→ **Tâches à faire**
[a] Mets à jour le passage du récit situé entre « Depuis plusieurs mois » et « moins un an. », bornes incluses, en remplaçant « mon ordi » par « mon ordinateur ».
[b] Résume le récit en deux phrases.
[c] D'après le récit, pour combien de temps au minimum le permis de travail est-il accordé ?

→ **Texte à lire**

════════════════════

Je réalise pas vraiment je crois, il est 1 heure du matin et je suis un peu en train de pleurer dans mon lit en me disant toutes les 30 secondes « merde c’est réel », et je réalise tout ce que j’ai porté ces derniers mois.
J’ai eu le mail cet après midi qui disait « vous avez un message dans votre compte MonCIC », mais j’étais en train de faire autre chose et j’avais pas le temps de regarder alors j’ai dit « on verra plus tard, en rentrant », et j’ai oublié. Ca parait un peu débile d’oublier un truc qu’on attend depuis des mois, mais c’est ça, comme si à force de plus y croire, à force de me trouver face à un mur et d’essuyer les plâtres des coups que je prenais, ça avait perdu de l’importance. Les gens autour vous diraient que j’avais l’air d’aller bien, l’air de pas me faire de soucis, et c’était vrai. J’attendais plus vraiment, le dossier était en cours, je savais que « normalement » ça allait passer, que « normalement » c’était accepté, que c’était une question de jours. Et les jours passaient, et je me fie plus aux « normalement » depuis Décembre 2013 – ya eu beaucoup trop de « normalement » qui ont pas fonctionné comme prévu.
Depuis plusieurs mois je vis comme si la vie continuait, mais au dessus de moi plane cette incertitude, la réalité qui te rappelle que t’es en sursis, tant qu’une solution n’aura pas été trouvée, tant qu’une décision n’aura pas été prise, qu’on est juste des immigrés acceptés là par la décision d’un type de l’administration qui sait à peine qui on est. Ca rend humble, ce genre de truc, et je vous assure qu’en tant que Français au Québec, on est très bien considérés. Alors on remet en perspective…
Et puis ce soir en me couchant, je me souviens tout d’un coup que j’ai un message à lire, un message de l’immigration qui peut faire à nouveau tout basculer. Alors j’ouvre mon ordi, je me connecte et ça dit « accepté ». Ca dit que mon Jeune Pro pour la Pépinière, compagnie dans laquelle un ami m’a proposé de m’intégrer, a été validé. Que j’ai un PERMIS DE TRAVAIL pour au moins un an.

════════════════════

→ **Lignes fournies**
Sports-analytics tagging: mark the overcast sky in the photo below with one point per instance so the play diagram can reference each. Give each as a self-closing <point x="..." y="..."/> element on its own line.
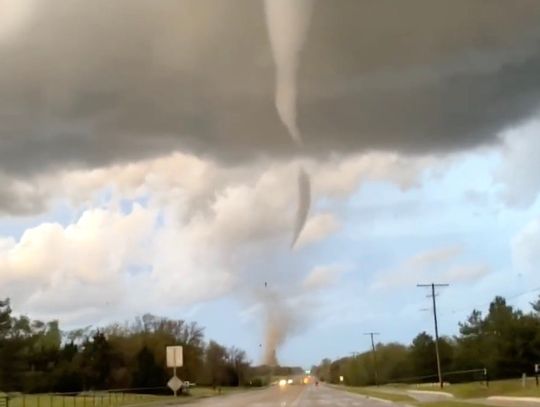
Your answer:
<point x="144" y="167"/>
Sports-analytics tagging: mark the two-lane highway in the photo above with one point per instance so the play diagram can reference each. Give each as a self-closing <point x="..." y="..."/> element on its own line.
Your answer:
<point x="292" y="396"/>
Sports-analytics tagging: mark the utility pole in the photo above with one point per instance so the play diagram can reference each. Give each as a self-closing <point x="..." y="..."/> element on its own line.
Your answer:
<point x="433" y="285"/>
<point x="376" y="372"/>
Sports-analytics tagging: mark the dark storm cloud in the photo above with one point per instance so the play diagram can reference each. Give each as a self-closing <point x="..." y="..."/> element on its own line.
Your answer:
<point x="94" y="82"/>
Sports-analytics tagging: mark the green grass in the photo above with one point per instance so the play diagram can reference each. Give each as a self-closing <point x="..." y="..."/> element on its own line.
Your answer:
<point x="451" y="404"/>
<point x="373" y="393"/>
<point x="497" y="388"/>
<point x="102" y="399"/>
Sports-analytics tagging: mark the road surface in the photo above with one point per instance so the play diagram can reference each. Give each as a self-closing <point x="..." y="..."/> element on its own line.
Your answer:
<point x="292" y="396"/>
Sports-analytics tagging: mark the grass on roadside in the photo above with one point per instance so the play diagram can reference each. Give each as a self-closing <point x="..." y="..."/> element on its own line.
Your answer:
<point x="377" y="394"/>
<point x="103" y="399"/>
<point x="512" y="387"/>
<point x="451" y="404"/>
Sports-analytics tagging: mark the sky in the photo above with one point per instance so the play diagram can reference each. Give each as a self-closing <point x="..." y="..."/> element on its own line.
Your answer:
<point x="149" y="161"/>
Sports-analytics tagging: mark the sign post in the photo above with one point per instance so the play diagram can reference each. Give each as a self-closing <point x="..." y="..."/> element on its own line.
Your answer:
<point x="175" y="358"/>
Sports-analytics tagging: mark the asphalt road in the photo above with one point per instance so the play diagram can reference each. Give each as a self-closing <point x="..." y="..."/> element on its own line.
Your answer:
<point x="292" y="396"/>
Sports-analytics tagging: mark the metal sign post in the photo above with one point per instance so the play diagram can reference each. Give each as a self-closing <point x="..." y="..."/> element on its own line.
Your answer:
<point x="175" y="358"/>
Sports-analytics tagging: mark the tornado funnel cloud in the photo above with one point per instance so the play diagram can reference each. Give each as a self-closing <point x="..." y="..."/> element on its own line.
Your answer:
<point x="287" y="22"/>
<point x="304" y="203"/>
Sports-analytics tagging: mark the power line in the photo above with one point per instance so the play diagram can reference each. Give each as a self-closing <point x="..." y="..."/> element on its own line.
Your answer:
<point x="485" y="304"/>
<point x="376" y="373"/>
<point x="433" y="296"/>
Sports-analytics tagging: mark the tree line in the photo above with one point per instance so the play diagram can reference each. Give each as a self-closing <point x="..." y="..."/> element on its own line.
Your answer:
<point x="505" y="342"/>
<point x="37" y="356"/>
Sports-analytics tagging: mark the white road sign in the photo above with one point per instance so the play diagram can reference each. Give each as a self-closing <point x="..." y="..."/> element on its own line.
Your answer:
<point x="174" y="384"/>
<point x="175" y="356"/>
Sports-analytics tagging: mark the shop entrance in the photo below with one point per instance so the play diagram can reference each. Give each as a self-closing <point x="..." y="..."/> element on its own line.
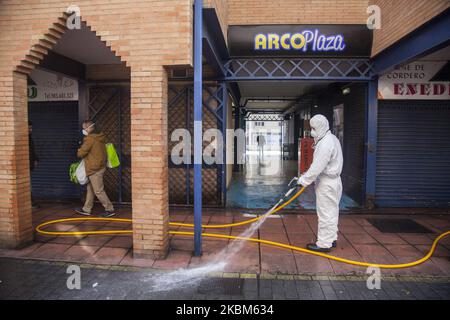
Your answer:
<point x="55" y="137"/>
<point x="277" y="123"/>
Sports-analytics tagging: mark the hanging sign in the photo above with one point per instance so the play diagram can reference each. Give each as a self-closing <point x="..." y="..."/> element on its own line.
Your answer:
<point x="50" y="86"/>
<point x="300" y="41"/>
<point x="414" y="81"/>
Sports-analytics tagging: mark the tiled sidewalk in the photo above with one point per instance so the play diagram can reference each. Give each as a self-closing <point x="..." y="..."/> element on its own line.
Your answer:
<point x="358" y="240"/>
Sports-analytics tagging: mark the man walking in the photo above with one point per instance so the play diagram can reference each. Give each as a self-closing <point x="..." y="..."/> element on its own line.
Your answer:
<point x="93" y="152"/>
<point x="325" y="171"/>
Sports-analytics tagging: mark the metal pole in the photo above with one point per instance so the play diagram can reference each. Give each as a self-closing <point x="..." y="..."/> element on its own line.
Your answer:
<point x="120" y="145"/>
<point x="371" y="142"/>
<point x="198" y="105"/>
<point x="224" y="133"/>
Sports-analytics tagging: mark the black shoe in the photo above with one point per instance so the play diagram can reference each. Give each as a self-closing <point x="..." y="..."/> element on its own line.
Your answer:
<point x="108" y="214"/>
<point x="334" y="244"/>
<point x="81" y="211"/>
<point x="314" y="247"/>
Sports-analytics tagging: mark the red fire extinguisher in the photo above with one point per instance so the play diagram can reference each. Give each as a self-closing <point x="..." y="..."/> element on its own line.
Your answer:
<point x="305" y="154"/>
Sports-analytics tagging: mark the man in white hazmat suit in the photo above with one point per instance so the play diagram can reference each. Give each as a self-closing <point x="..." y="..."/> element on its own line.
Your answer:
<point x="325" y="171"/>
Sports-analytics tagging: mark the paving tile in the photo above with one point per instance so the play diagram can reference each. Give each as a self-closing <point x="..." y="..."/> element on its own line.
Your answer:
<point x="360" y="238"/>
<point x="174" y="260"/>
<point x="79" y="253"/>
<point x="413" y="238"/>
<point x="243" y="263"/>
<point x="21" y="252"/>
<point x="388" y="239"/>
<point x="50" y="251"/>
<point x="94" y="240"/>
<point x="108" y="256"/>
<point x="120" y="242"/>
<point x="129" y="260"/>
<point x="308" y="264"/>
<point x="278" y="263"/>
<point x="301" y="239"/>
<point x="400" y="250"/>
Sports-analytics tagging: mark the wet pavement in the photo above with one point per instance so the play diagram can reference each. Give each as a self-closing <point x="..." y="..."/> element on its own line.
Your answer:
<point x="27" y="279"/>
<point x="358" y="240"/>
<point x="264" y="180"/>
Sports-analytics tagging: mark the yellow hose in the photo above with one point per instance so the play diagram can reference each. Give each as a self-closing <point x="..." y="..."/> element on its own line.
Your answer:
<point x="221" y="236"/>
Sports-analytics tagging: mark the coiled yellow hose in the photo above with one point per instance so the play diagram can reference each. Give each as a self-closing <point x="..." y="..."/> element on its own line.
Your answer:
<point x="221" y="236"/>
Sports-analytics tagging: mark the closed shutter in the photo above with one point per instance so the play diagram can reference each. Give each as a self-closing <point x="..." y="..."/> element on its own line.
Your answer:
<point x="413" y="156"/>
<point x="55" y="135"/>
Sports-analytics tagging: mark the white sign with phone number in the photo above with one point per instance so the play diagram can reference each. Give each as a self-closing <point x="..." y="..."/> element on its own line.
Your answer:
<point x="52" y="87"/>
<point x="413" y="82"/>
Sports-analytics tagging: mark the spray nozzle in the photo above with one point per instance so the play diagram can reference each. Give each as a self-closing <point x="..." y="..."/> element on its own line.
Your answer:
<point x="291" y="183"/>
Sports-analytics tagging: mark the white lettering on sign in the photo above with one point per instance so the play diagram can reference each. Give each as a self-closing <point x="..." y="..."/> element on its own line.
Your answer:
<point x="414" y="81"/>
<point x="50" y="86"/>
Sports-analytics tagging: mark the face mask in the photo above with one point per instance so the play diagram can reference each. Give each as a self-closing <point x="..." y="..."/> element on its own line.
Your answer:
<point x="84" y="131"/>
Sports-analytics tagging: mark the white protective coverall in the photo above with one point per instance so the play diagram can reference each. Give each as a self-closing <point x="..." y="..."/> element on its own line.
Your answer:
<point x="325" y="171"/>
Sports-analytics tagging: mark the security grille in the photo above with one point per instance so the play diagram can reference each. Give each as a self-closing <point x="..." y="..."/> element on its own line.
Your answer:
<point x="109" y="107"/>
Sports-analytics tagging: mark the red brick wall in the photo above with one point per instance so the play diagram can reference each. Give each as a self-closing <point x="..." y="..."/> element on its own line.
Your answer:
<point x="147" y="35"/>
<point x="400" y="17"/>
<point x="296" y="11"/>
<point x="221" y="7"/>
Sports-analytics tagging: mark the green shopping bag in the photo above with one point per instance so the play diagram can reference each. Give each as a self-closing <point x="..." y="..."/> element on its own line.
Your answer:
<point x="72" y="172"/>
<point x="113" y="158"/>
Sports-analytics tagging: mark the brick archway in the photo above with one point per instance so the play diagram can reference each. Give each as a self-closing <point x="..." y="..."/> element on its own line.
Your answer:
<point x="149" y="178"/>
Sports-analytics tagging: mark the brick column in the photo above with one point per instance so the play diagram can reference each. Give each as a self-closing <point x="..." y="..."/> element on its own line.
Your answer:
<point x="149" y="161"/>
<point x="15" y="198"/>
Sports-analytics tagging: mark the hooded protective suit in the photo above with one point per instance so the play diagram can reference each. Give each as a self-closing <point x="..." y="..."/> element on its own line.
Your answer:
<point x="325" y="171"/>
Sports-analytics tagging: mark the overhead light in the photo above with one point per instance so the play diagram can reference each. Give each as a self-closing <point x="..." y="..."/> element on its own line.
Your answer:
<point x="346" y="91"/>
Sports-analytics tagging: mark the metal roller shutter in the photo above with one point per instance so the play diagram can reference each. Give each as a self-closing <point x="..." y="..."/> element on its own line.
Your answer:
<point x="413" y="155"/>
<point x="56" y="136"/>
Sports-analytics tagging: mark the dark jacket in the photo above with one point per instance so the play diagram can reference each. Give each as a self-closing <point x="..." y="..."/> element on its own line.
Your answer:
<point x="32" y="150"/>
<point x="93" y="151"/>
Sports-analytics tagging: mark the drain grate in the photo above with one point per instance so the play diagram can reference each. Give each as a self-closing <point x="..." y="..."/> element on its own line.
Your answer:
<point x="223" y="286"/>
<point x="398" y="226"/>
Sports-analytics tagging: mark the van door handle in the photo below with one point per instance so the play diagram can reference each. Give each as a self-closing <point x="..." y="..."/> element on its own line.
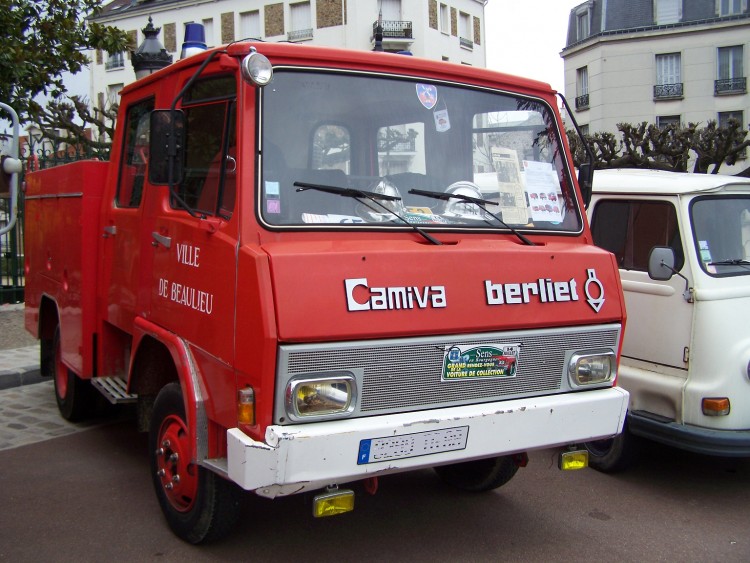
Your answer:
<point x="166" y="242"/>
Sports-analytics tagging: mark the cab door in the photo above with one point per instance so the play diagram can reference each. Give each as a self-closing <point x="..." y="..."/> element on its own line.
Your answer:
<point x="195" y="232"/>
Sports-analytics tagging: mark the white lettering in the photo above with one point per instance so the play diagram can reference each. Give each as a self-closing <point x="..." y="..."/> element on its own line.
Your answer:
<point x="393" y="298"/>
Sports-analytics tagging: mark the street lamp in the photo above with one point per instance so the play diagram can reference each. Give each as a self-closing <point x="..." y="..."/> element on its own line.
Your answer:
<point x="151" y="54"/>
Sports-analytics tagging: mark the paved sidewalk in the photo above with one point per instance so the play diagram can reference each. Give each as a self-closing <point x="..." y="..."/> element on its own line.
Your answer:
<point x="19" y="352"/>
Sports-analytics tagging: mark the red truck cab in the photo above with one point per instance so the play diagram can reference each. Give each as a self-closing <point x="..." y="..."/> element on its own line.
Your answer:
<point x="312" y="266"/>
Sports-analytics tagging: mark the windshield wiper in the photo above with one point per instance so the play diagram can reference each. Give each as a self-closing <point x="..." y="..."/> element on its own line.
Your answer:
<point x="480" y="203"/>
<point x="731" y="262"/>
<point x="364" y="194"/>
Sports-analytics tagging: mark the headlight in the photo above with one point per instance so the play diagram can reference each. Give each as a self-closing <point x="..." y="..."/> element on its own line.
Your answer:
<point x="320" y="396"/>
<point x="591" y="367"/>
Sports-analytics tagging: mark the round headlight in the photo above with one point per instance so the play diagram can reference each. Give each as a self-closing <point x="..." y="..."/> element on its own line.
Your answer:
<point x="256" y="68"/>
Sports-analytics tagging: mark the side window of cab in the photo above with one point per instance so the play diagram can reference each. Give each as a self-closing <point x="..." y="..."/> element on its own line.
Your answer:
<point x="631" y="228"/>
<point x="135" y="154"/>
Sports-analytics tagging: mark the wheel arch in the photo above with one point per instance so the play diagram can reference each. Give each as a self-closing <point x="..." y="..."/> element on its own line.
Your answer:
<point x="160" y="357"/>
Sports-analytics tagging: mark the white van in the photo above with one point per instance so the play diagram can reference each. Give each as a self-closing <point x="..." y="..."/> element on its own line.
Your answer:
<point x="682" y="242"/>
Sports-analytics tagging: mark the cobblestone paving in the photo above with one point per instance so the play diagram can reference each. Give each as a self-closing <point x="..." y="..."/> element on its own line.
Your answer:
<point x="28" y="414"/>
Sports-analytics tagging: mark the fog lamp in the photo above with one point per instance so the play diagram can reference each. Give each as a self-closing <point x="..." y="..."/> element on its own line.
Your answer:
<point x="572" y="460"/>
<point x="716" y="406"/>
<point x="257" y="68"/>
<point x="588" y="368"/>
<point x="246" y="406"/>
<point x="320" y="396"/>
<point x="334" y="501"/>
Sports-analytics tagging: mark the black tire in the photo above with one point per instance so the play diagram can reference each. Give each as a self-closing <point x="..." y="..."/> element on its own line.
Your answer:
<point x="480" y="475"/>
<point x="199" y="506"/>
<point x="74" y="395"/>
<point x="614" y="454"/>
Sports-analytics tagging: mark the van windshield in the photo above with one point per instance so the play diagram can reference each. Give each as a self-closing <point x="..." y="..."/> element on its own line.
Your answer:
<point x="721" y="229"/>
<point x="358" y="151"/>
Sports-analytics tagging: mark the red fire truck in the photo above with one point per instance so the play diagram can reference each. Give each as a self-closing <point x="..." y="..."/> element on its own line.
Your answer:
<point x="311" y="267"/>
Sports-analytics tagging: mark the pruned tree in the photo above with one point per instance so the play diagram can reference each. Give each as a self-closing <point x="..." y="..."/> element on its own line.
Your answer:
<point x="41" y="41"/>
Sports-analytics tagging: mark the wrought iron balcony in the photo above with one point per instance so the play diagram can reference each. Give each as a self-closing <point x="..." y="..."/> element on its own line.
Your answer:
<point x="299" y="35"/>
<point x="730" y="86"/>
<point x="466" y="43"/>
<point x="393" y="29"/>
<point x="667" y="91"/>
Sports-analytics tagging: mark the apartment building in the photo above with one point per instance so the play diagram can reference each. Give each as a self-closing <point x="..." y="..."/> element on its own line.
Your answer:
<point x="660" y="61"/>
<point x="452" y="31"/>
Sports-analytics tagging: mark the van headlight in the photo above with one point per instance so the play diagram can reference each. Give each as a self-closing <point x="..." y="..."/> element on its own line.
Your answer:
<point x="323" y="396"/>
<point x="592" y="367"/>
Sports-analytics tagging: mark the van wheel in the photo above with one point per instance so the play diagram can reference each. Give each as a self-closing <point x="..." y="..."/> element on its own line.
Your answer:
<point x="614" y="454"/>
<point x="199" y="505"/>
<point x="73" y="394"/>
<point x="480" y="475"/>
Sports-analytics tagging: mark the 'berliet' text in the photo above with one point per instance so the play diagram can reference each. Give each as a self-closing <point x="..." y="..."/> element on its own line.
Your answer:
<point x="384" y="298"/>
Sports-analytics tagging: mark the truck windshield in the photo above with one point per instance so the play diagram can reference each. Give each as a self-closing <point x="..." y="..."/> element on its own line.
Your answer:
<point x="328" y="135"/>
<point x="723" y="245"/>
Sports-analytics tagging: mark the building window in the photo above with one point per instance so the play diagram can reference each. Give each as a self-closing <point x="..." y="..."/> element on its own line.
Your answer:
<point x="583" y="29"/>
<point x="250" y="25"/>
<point x="732" y="7"/>
<point x="731" y="79"/>
<point x="465" y="31"/>
<point x="582" y="88"/>
<point x="664" y="121"/>
<point x="208" y="30"/>
<point x="115" y="61"/>
<point x="667" y="11"/>
<point x="668" y="77"/>
<point x="445" y="19"/>
<point x="301" y="22"/>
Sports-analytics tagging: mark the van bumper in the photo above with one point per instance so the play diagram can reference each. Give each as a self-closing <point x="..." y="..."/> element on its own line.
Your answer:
<point x="302" y="457"/>
<point x="727" y="443"/>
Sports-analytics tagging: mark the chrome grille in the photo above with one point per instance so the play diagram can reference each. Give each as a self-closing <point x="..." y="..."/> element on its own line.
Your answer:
<point x="405" y="374"/>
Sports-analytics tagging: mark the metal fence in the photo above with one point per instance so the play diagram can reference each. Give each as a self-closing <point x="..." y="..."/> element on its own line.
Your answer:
<point x="37" y="154"/>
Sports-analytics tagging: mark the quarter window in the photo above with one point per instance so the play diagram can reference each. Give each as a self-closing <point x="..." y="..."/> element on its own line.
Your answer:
<point x="630" y="229"/>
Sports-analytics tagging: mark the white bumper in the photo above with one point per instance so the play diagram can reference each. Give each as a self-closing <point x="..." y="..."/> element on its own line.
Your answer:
<point x="310" y="456"/>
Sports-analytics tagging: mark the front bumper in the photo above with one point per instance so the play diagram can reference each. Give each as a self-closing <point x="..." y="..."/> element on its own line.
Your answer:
<point x="304" y="457"/>
<point x="707" y="441"/>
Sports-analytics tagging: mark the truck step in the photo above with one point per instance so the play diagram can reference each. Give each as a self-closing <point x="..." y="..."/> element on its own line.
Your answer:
<point x="115" y="389"/>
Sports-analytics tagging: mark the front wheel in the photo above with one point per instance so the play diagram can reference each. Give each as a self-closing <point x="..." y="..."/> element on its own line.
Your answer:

════════════════════

→ **Les réponses**
[a]
Depuis plusieurs mois je vis comme si la vie continuait, mais au dessus de moi plane cette incertitude, la réalité qui te rappelle que t’es en sursis, tant qu’une solution n’aura pas été trouvée, tant qu’une décision n’aura pas été prise, qu’on est juste des immigrés acceptés là par la décision d’un type de l’administration qui sait à peine qui on est. Ca rend humble, ce genre de truc, et je vous assure qu’en tant que Français au Québec, on est très bien considérés. Alors on remet en perspective…
Et puis ce soir en me couchant, je me souviens tout d’un coup que j’ai un message à lire, un message de l’immigration qui peut faire à nouveau tout basculer. Alors j’ouvre mon ordinateur, je me connecte et ça dit « accepté ». Ca dit que mon Jeune Pro pour la Pépinière, compagnie dans laquelle un ami m’a proposé de m’intégrer, a été validé. Que j’ai un PERMIS DE TRAVAIL pour au moins un an.

[b] Le récit décrit des mois d'incertitude à attendre une décision de l'immigration au Québec, sans plus croire aux « normalement ». Un soir, au coucher, un message lu sur l'ordinateur annonce que le Jeune Pro pour la Pépinière est accepté, avec un permis de travail d'au moins un an.

[c] Pour au moins un an.